▶ **Source**
According to certain embodiments, an access point decides to
respond to the requesting client based on one or more criteria from
a set of predetermined criteria. According to certain embodiments,
examples of the predetermined criteria can include but are not
limited to: a channel congestion weighting factor, a number of
connected clients weighting factor, a CPU weighting factor, an
acceptance weight threshold.
[0126] According to certain embodiments, a load balancer maintains
a list (that is associated with a given requesting client) of
access points for ranking (also referred to as a "ranking list`).
According to certain embodiments, the load balancer ranks the
ranking list of access points as a function of a channel
congestion, a CPU usage and number of connected clients of a given
AP.
[0127] According to certain embodiments, the load balancer ranks
APs in the ranking list in view of each AP's deviation from the
worst case value for each parameter of a predetermined set of
parameters.
[0128] FIG. 11 is a high-level network diagram showing aspects of a
distributed load balancing solution, according to certain
embodiments. In FIG. 11, a client 1102 (also referred to as "a
requesting client") that wishes to connect to the best access point
(or connect to a suitable access point) sends a request probe to
each wireless access point that is nearby the requesting client,
according to certain embodiments. Each access point that receives a
probe request is also referred to as a "current AP".

▶ **Given information**
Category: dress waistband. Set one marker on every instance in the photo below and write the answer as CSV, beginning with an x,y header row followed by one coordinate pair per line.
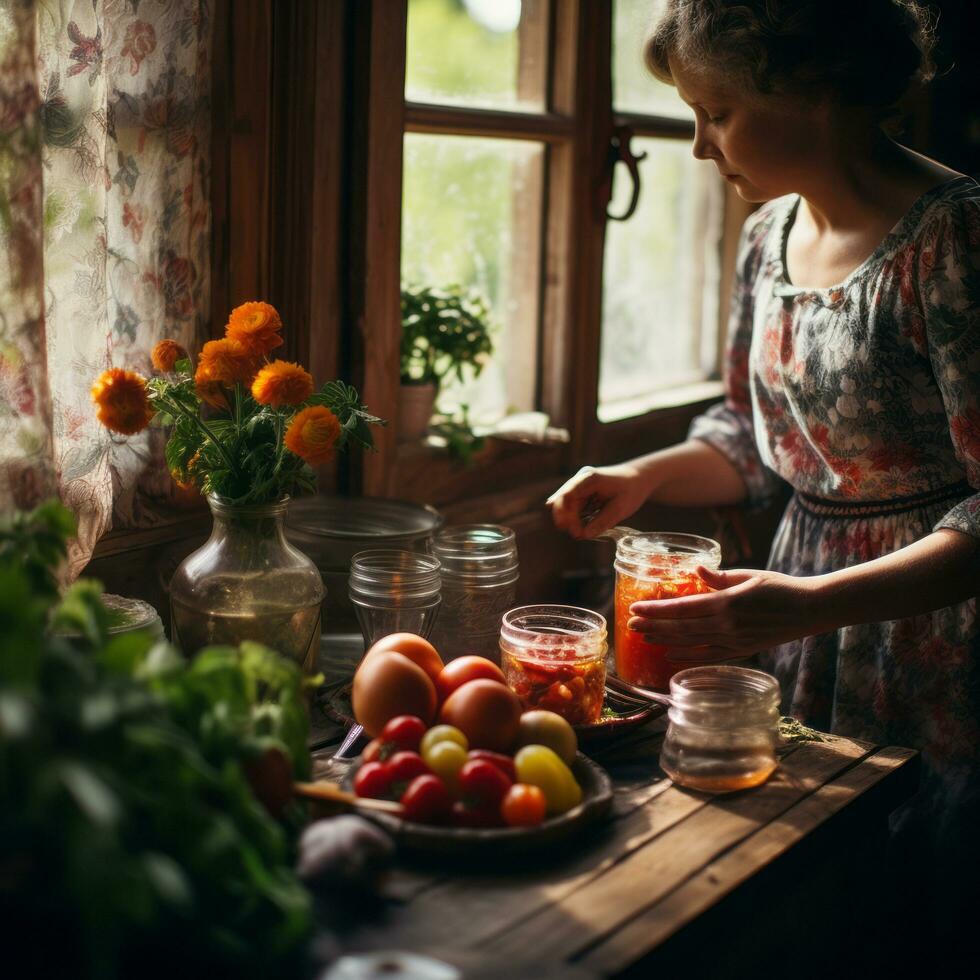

▶ **Short exercise**
Reproduce the passage on access point load balancing, beginning at the words "[0127] According to" and stopping after "parameters.". The lines play no part here and can be left aside.

▶ **Response for this exercise**
[0127] According to certain embodiments, the load balancer ranks
APs in the ranking list in view of each AP's deviation from the
worst case value for each parameter of a predetermined set of
parameters.